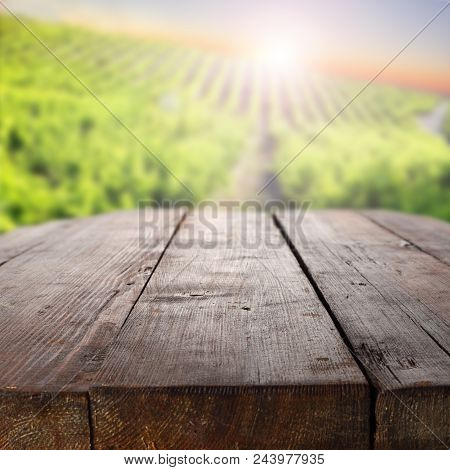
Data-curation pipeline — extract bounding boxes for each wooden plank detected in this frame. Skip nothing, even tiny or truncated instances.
[90,214,370,449]
[363,210,450,265]
[279,211,450,449]
[0,212,185,449]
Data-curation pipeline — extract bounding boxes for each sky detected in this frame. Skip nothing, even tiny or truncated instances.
[2,0,450,93]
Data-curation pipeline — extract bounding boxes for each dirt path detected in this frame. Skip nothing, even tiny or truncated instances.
[417,100,450,135]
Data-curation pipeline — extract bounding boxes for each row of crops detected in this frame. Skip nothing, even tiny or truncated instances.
[0,16,450,231]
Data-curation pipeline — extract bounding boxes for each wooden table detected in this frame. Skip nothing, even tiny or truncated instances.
[0,210,450,449]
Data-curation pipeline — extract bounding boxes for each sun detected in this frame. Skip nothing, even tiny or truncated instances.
[254,34,300,70]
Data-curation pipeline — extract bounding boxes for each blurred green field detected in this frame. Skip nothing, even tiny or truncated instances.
[0,16,450,231]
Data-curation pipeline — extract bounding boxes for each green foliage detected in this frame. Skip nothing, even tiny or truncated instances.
[0,15,450,231]
[0,17,250,231]
[280,124,450,220]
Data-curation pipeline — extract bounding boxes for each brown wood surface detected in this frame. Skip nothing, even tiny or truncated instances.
[0,210,450,449]
[91,213,369,449]
[279,211,450,448]
[363,210,450,265]
[0,212,185,448]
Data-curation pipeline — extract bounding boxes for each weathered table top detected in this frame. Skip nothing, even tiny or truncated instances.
[0,211,450,449]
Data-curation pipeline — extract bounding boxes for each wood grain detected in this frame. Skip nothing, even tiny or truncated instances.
[363,210,450,265]
[0,212,185,448]
[90,214,369,449]
[279,211,450,449]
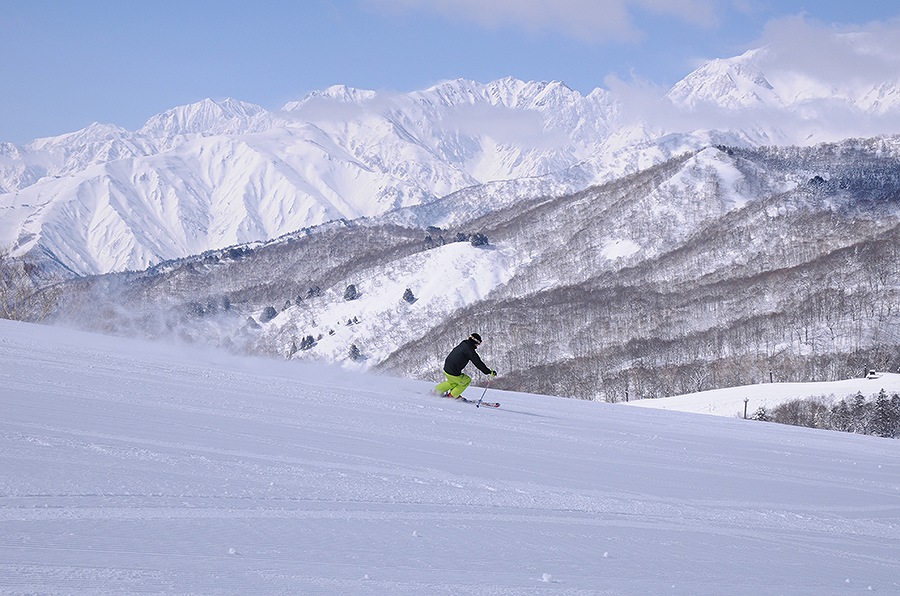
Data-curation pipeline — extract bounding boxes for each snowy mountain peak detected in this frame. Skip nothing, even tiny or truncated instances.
[138,98,269,138]
[667,50,784,110]
[281,85,378,112]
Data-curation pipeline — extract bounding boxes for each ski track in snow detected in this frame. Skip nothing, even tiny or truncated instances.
[0,321,900,595]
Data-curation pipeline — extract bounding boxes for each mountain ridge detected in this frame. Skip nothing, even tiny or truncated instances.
[0,37,900,275]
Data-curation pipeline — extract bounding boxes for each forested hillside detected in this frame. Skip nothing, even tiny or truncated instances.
[15,139,900,401]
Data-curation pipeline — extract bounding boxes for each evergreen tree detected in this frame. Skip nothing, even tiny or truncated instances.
[344,284,359,300]
[872,388,895,437]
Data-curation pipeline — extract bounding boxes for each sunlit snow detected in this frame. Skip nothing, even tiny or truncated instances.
[0,321,900,595]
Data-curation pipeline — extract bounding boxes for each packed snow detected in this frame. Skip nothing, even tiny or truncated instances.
[0,321,900,595]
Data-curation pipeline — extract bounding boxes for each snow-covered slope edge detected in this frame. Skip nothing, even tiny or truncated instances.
[0,321,900,596]
[621,373,900,416]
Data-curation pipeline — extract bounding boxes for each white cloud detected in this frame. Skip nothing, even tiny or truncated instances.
[368,0,721,42]
[759,16,900,87]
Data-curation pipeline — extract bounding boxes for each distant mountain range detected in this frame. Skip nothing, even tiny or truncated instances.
[0,42,900,275]
[0,38,900,401]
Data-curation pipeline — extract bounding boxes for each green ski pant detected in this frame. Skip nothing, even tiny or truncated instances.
[434,372,472,397]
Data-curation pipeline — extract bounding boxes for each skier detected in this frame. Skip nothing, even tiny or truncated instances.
[434,333,497,399]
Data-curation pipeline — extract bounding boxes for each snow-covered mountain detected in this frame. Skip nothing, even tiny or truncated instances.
[45,137,900,401]
[0,320,900,596]
[0,79,614,274]
[0,32,900,274]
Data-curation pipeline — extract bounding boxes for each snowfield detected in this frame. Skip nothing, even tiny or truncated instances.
[628,372,900,417]
[0,321,900,596]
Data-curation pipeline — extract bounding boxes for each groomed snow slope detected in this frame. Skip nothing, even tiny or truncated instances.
[0,321,900,595]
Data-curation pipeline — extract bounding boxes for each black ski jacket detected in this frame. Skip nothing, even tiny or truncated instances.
[444,339,491,377]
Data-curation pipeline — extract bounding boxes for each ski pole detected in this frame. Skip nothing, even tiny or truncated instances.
[475,375,494,408]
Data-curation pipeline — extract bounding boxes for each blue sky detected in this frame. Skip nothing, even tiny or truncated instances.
[0,0,900,143]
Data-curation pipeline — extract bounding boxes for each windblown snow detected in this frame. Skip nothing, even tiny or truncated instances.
[0,320,900,595]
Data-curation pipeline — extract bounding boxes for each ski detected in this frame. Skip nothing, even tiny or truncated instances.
[447,397,500,408]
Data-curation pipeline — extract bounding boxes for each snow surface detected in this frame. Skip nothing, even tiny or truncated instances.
[628,373,900,416]
[0,321,900,595]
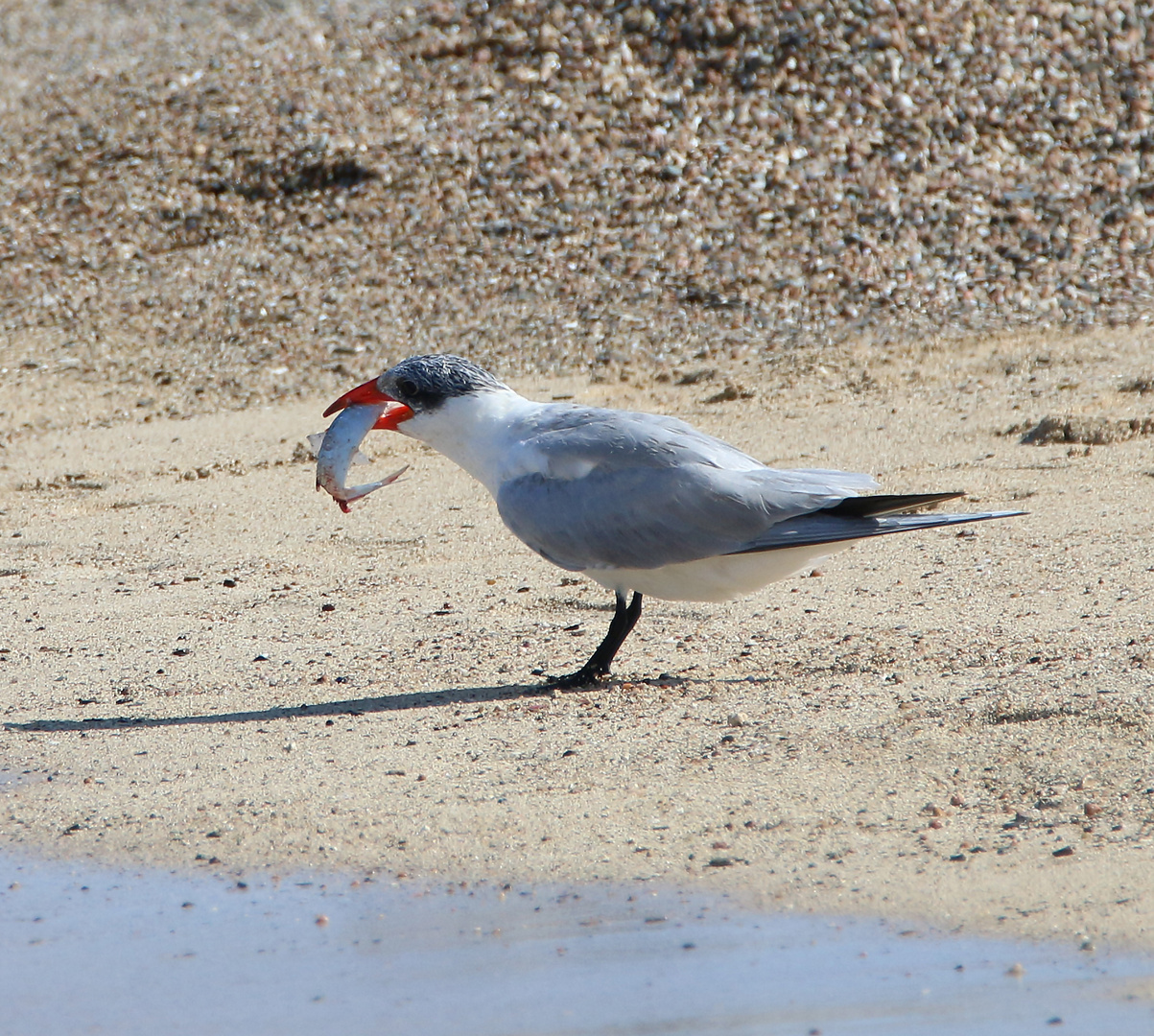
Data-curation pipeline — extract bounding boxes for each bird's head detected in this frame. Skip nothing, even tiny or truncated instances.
[324,355,506,432]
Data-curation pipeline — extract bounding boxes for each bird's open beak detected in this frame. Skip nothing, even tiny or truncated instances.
[324,378,413,432]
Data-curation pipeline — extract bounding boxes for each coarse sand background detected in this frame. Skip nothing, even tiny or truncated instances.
[0,2,1154,947]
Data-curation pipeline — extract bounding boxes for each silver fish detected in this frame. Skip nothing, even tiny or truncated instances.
[308,406,409,514]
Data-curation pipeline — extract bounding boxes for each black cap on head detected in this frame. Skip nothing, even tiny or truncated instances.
[377,355,506,413]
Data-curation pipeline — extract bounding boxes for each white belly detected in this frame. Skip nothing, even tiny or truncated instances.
[584,540,860,601]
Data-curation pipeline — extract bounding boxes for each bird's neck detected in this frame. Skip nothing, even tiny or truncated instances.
[397,387,541,496]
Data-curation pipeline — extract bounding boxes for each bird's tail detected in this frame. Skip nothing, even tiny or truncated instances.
[733,493,1025,553]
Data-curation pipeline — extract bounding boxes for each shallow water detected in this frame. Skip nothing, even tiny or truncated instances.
[0,859,1154,1036]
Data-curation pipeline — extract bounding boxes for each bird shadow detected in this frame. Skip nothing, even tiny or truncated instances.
[4,684,553,733]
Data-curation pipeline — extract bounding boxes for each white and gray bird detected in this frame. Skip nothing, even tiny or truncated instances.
[324,355,1023,687]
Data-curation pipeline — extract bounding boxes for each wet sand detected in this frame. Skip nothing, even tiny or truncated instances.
[0,331,1154,946]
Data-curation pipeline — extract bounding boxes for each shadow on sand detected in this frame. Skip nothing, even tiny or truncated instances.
[4,684,553,733]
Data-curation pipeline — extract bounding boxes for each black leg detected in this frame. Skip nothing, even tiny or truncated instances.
[553,593,642,688]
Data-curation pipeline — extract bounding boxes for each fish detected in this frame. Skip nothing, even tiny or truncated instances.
[308,405,409,514]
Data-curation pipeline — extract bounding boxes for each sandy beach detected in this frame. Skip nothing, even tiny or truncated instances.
[0,4,1154,949]
[0,322,1154,945]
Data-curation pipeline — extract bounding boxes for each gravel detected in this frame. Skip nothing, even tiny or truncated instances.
[0,0,1154,415]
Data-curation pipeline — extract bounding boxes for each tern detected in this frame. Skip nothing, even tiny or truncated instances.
[324,355,1024,688]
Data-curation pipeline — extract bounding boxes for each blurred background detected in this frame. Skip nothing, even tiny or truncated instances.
[0,0,1154,416]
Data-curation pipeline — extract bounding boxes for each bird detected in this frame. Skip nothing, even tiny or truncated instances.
[324,354,1024,689]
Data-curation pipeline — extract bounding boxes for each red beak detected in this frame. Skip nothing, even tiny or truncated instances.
[324,378,413,432]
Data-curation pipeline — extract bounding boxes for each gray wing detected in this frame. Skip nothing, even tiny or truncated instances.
[496,408,875,571]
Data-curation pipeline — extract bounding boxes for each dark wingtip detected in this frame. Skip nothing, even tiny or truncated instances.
[822,493,966,518]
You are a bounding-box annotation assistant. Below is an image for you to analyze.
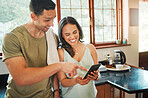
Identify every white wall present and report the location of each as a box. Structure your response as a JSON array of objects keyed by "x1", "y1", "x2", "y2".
[
  {"x1": 97, "y1": 0, "x2": 139, "y2": 66},
  {"x1": 0, "y1": 60, "x2": 9, "y2": 75}
]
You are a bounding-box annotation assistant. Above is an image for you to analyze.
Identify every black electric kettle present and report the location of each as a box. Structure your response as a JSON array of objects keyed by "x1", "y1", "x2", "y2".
[{"x1": 114, "y1": 50, "x2": 126, "y2": 64}]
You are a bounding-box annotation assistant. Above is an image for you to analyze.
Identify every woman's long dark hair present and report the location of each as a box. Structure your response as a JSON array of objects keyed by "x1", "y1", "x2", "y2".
[{"x1": 58, "y1": 16, "x2": 83, "y2": 57}]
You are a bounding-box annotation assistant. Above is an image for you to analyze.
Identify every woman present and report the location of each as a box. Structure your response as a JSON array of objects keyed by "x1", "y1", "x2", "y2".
[{"x1": 58, "y1": 17, "x2": 99, "y2": 98}]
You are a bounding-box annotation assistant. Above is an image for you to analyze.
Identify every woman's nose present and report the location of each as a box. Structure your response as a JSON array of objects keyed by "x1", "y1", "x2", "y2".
[{"x1": 70, "y1": 34, "x2": 74, "y2": 38}]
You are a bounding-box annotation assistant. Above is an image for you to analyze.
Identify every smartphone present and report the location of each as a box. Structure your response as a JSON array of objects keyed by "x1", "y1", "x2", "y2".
[{"x1": 83, "y1": 63, "x2": 101, "y2": 79}]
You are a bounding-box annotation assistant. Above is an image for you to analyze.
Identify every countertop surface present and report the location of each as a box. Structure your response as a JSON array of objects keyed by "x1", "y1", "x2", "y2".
[{"x1": 95, "y1": 67, "x2": 148, "y2": 93}]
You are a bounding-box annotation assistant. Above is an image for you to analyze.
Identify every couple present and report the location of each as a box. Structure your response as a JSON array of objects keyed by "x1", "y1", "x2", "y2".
[{"x1": 2, "y1": 0, "x2": 98, "y2": 98}]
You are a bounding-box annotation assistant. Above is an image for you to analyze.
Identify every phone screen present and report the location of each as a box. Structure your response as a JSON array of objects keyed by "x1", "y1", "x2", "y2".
[{"x1": 83, "y1": 64, "x2": 101, "y2": 79}]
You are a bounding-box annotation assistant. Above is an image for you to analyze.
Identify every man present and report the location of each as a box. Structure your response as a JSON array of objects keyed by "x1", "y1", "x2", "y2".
[{"x1": 2, "y1": 0, "x2": 86, "y2": 98}]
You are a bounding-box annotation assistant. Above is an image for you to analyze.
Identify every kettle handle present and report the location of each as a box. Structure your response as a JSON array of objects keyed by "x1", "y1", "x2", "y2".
[{"x1": 120, "y1": 51, "x2": 126, "y2": 64}]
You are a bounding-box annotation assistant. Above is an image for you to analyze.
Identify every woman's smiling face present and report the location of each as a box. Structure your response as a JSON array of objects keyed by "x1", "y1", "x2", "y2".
[{"x1": 62, "y1": 24, "x2": 79, "y2": 46}]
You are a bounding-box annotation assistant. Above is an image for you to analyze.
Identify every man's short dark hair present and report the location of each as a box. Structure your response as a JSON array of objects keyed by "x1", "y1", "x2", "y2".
[{"x1": 29, "y1": 0, "x2": 55, "y2": 15}]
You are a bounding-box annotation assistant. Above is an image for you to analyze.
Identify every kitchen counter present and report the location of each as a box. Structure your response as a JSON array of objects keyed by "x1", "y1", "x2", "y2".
[{"x1": 95, "y1": 67, "x2": 148, "y2": 96}]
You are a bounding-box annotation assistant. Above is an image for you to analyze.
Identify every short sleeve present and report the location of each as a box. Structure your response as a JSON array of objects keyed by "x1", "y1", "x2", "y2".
[{"x1": 2, "y1": 33, "x2": 22, "y2": 61}]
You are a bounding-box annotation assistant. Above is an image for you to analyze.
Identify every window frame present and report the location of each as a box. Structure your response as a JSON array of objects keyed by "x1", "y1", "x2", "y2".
[{"x1": 56, "y1": 0, "x2": 125, "y2": 47}]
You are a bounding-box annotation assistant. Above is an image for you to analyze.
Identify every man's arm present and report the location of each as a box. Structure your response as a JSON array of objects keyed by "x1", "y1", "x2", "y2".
[{"x1": 5, "y1": 56, "x2": 87, "y2": 86}]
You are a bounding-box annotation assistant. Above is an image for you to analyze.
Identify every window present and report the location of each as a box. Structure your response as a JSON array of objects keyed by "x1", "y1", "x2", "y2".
[{"x1": 57, "y1": 0, "x2": 123, "y2": 46}]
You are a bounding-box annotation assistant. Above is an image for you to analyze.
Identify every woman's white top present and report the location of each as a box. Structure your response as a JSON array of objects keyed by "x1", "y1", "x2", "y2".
[{"x1": 62, "y1": 47, "x2": 97, "y2": 98}]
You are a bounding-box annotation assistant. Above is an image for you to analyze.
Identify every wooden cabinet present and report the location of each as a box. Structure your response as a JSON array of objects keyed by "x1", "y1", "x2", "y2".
[{"x1": 96, "y1": 84, "x2": 113, "y2": 98}]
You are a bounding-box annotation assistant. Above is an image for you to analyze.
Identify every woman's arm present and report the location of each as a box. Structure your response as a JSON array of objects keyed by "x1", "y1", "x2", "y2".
[{"x1": 53, "y1": 74, "x2": 60, "y2": 98}]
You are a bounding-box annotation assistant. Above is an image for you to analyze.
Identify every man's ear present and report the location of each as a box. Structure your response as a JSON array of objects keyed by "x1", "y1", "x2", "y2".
[{"x1": 31, "y1": 12, "x2": 37, "y2": 21}]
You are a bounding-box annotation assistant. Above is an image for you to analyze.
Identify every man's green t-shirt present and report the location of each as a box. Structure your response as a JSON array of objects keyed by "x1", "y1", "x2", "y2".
[{"x1": 2, "y1": 26, "x2": 53, "y2": 98}]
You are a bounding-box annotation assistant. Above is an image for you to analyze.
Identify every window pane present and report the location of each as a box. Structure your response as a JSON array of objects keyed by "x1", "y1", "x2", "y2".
[
  {"x1": 60, "y1": 0, "x2": 90, "y2": 43},
  {"x1": 104, "y1": 27, "x2": 112, "y2": 41},
  {"x1": 82, "y1": 9, "x2": 89, "y2": 27},
  {"x1": 95, "y1": 26, "x2": 104, "y2": 42},
  {"x1": 111, "y1": 10, "x2": 116, "y2": 26},
  {"x1": 0, "y1": 0, "x2": 30, "y2": 51},
  {"x1": 81, "y1": 0, "x2": 89, "y2": 8},
  {"x1": 60, "y1": 0, "x2": 70, "y2": 8},
  {"x1": 112, "y1": 0, "x2": 116, "y2": 9},
  {"x1": 95, "y1": 10, "x2": 103, "y2": 26},
  {"x1": 61, "y1": 9, "x2": 71, "y2": 18}
]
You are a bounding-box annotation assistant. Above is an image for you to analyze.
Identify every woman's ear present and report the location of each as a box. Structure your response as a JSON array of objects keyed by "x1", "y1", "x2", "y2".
[{"x1": 31, "y1": 12, "x2": 37, "y2": 21}]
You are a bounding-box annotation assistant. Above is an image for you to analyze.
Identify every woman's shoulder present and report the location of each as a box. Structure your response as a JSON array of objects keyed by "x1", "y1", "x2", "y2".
[
  {"x1": 58, "y1": 48, "x2": 64, "y2": 52},
  {"x1": 86, "y1": 43, "x2": 95, "y2": 49}
]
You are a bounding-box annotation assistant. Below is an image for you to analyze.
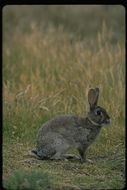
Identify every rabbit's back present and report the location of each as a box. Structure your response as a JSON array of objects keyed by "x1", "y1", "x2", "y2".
[{"x1": 37, "y1": 115, "x2": 96, "y2": 146}]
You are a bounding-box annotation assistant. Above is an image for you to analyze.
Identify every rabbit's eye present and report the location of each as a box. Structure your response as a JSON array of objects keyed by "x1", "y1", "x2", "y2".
[{"x1": 95, "y1": 110, "x2": 102, "y2": 115}]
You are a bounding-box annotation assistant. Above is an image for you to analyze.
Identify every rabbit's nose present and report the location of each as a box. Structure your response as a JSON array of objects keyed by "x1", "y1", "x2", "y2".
[{"x1": 106, "y1": 118, "x2": 111, "y2": 124}]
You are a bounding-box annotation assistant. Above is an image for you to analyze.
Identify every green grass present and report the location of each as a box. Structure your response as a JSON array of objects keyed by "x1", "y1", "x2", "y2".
[{"x1": 3, "y1": 6, "x2": 125, "y2": 190}]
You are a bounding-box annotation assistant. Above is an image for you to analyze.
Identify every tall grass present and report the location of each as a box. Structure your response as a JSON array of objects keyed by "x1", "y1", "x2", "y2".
[{"x1": 3, "y1": 6, "x2": 125, "y2": 189}]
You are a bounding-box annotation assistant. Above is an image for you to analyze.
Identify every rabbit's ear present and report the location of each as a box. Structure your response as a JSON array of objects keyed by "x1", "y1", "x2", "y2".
[{"x1": 88, "y1": 88, "x2": 99, "y2": 108}]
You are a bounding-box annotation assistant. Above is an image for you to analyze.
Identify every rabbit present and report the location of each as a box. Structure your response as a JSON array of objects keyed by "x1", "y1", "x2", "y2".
[{"x1": 32, "y1": 88, "x2": 111, "y2": 163}]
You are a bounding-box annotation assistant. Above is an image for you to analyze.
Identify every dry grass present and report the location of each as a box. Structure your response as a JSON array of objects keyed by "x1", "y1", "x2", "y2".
[{"x1": 3, "y1": 6, "x2": 125, "y2": 189}]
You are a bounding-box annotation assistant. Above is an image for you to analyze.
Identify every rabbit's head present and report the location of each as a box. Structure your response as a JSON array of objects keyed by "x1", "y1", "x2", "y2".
[{"x1": 88, "y1": 88, "x2": 111, "y2": 126}]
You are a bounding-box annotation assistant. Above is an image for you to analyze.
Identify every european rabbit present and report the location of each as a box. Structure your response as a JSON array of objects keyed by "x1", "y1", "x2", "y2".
[{"x1": 32, "y1": 88, "x2": 110, "y2": 162}]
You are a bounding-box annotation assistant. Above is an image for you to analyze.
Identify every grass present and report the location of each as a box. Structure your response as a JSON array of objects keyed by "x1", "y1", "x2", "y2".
[{"x1": 3, "y1": 6, "x2": 125, "y2": 190}]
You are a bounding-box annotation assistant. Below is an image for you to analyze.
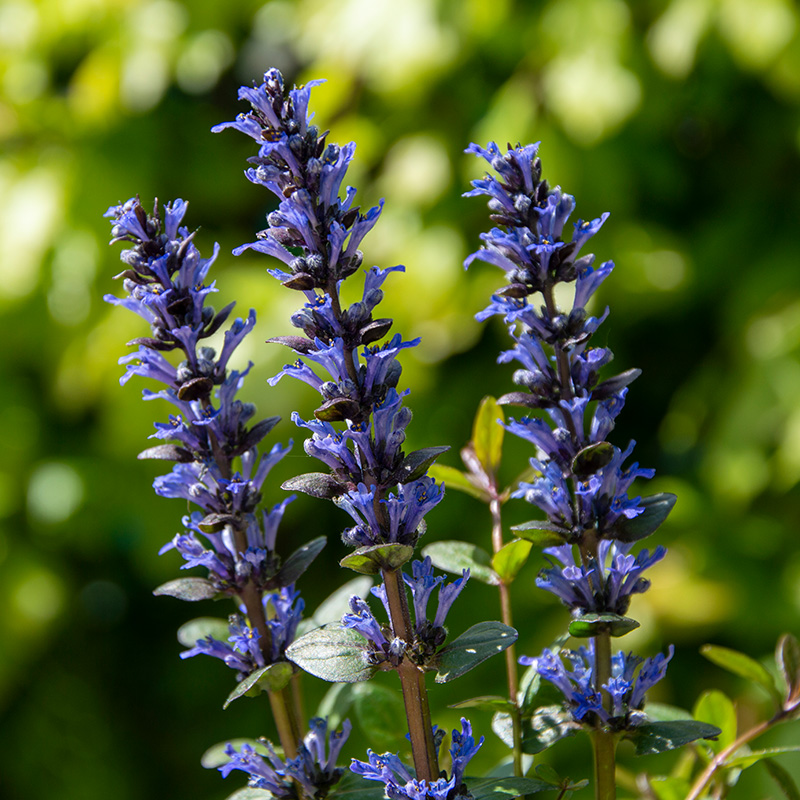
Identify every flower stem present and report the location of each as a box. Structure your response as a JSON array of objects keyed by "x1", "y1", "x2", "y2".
[
  {"x1": 382, "y1": 569, "x2": 439, "y2": 782},
  {"x1": 592, "y1": 631, "x2": 617, "y2": 800},
  {"x1": 686, "y1": 711, "x2": 786, "y2": 800},
  {"x1": 489, "y1": 494, "x2": 522, "y2": 777}
]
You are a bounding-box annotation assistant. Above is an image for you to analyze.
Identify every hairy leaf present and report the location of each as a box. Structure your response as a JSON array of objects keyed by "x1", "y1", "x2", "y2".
[
  {"x1": 422, "y1": 541, "x2": 500, "y2": 586},
  {"x1": 431, "y1": 622, "x2": 517, "y2": 683},
  {"x1": 222, "y1": 661, "x2": 292, "y2": 708},
  {"x1": 153, "y1": 578, "x2": 218, "y2": 603},
  {"x1": 339, "y1": 542, "x2": 414, "y2": 575},
  {"x1": 286, "y1": 622, "x2": 375, "y2": 683},
  {"x1": 492, "y1": 539, "x2": 533, "y2": 583},
  {"x1": 275, "y1": 536, "x2": 327, "y2": 586},
  {"x1": 625, "y1": 719, "x2": 720, "y2": 756},
  {"x1": 397, "y1": 445, "x2": 450, "y2": 483}
]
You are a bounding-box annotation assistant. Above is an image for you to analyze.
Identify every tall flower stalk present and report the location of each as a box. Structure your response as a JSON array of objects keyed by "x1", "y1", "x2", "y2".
[
  {"x1": 214, "y1": 70, "x2": 506, "y2": 785},
  {"x1": 105, "y1": 198, "x2": 349, "y2": 797},
  {"x1": 465, "y1": 142, "x2": 675, "y2": 800}
]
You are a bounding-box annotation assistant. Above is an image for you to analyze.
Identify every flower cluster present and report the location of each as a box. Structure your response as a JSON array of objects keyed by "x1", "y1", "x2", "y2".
[
  {"x1": 520, "y1": 640, "x2": 674, "y2": 730},
  {"x1": 342, "y1": 557, "x2": 469, "y2": 666},
  {"x1": 213, "y1": 69, "x2": 444, "y2": 547},
  {"x1": 465, "y1": 142, "x2": 675, "y2": 725},
  {"x1": 181, "y1": 586, "x2": 305, "y2": 680},
  {"x1": 219, "y1": 717, "x2": 352, "y2": 800},
  {"x1": 350, "y1": 717, "x2": 484, "y2": 800},
  {"x1": 105, "y1": 198, "x2": 318, "y2": 594}
]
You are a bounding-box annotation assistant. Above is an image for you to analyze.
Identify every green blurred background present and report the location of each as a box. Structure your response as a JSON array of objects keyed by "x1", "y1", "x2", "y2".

════════

▶ [TASK STATEMENT]:
Switch "red beak" to "orange beak" in the lines of the records starting at the line containing "Data-curation pipeline — extract bounding boxes for each tern" and ending at the line containing "[496,408,875,571]". Reproduce only those lines, with all other text left unchanged.

▶ [TASK SOLUTION]:
Data-curation pipeline — extract bounding boxes for each tern detected in this frame. Skip nothing, even tiny or truncated instances.
[324,355,1024,688]
Data-curation pipeline — extract bounding boxes for each blurred background detected in this frame. Skip nothing, even tiny or truncated instances.
[0,0,1154,416]
Data-curation pipeline — extract bounding boxes for each bird detected in this frame. Skip nothing, even tiny or truncated instances.
[324,354,1024,689]
Data-curation pipeline — extract bounding boxes for each orange beak detected in this frame. Skip nothing, even tiny or truncated instances.
[324,378,413,432]
Data-curation pipeline — extract bounding boxes for each gray wing detected in this frame. Skip nothing, even tiny or truncated instances.
[496,408,875,571]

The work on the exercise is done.